| WORK TO COMPLETE |
Put the data lines into a Markdown table with the columns No. and Line, numbering each row and skipping blank lines. Begin with the line containing "Wildlife-survey input: mark every instance of the semi-detached" and continue through the line containing "point(205, 147)".

[Data on where objects are located]
★ ★ ★ ★ ★ ★ ★

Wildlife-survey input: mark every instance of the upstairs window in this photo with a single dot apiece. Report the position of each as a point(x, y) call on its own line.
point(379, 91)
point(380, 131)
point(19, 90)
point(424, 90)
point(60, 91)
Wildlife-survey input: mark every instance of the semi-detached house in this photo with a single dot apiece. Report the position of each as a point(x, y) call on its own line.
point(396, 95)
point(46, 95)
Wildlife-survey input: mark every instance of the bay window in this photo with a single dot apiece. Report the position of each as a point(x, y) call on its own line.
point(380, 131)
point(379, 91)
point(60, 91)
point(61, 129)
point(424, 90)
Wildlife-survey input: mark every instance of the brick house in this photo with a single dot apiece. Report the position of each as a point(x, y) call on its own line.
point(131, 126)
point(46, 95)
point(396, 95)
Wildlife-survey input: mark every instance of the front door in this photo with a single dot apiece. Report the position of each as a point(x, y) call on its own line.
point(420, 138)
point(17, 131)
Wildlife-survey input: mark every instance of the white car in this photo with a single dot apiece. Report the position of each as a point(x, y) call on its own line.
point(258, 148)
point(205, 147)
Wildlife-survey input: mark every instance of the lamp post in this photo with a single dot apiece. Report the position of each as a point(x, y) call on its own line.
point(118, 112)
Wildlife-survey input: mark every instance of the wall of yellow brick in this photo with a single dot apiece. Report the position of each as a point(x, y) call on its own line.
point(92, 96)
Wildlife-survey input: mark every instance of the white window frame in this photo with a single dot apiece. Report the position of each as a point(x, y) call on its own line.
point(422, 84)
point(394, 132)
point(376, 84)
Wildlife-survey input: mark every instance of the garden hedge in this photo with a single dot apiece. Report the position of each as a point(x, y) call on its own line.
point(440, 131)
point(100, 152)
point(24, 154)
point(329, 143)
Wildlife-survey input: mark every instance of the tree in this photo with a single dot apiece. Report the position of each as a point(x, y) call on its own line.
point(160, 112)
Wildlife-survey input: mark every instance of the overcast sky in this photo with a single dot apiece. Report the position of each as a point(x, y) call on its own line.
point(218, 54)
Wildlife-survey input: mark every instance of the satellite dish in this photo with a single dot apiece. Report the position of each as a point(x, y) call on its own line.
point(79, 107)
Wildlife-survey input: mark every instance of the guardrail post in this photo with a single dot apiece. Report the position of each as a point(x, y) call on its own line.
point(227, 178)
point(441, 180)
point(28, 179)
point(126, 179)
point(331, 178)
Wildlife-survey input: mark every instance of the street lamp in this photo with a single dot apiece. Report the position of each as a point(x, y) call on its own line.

★ ★ ★ ★ ★ ★ ★

| FULL ANSWER |
| No. | Line |
|---|---|
| 1 | Wildlife-survey input: mark every instance of the semi-detached house in this photo with a single dot apiece. Report the position of each as a point(x, y) call on its own line. |
| 2 | point(396, 95) |
| 3 | point(46, 95) |
| 4 | Wildlife-survey input: mark every instance of the bay window in this photo with a single dot apiece. Report the position of each as a point(x, y) call on its own line. |
| 5 | point(380, 131) |
| 6 | point(379, 91) |
| 7 | point(60, 91) |
| 8 | point(61, 129) |
| 9 | point(424, 90) |
| 10 | Wildlife-survey input: mark every instance of the brick house in this photo with a single dot apiece. Report the position of each as a point(x, y) call on its own line. |
| 11 | point(131, 126) |
| 12 | point(46, 95) |
| 13 | point(396, 95) |
| 14 | Wildlife-survey input: mark every instance of the front door in this photo with a single dot apiece. Report the position of each as a point(x, y) call on its own line. |
| 15 | point(420, 138) |
| 16 | point(17, 131) |
| 17 | Wildlife-survey input: mark every instance of the white car in this photo with a single dot apiece. Report the position of each as a point(x, y) call on its own line. |
| 18 | point(258, 148) |
| 19 | point(205, 147) |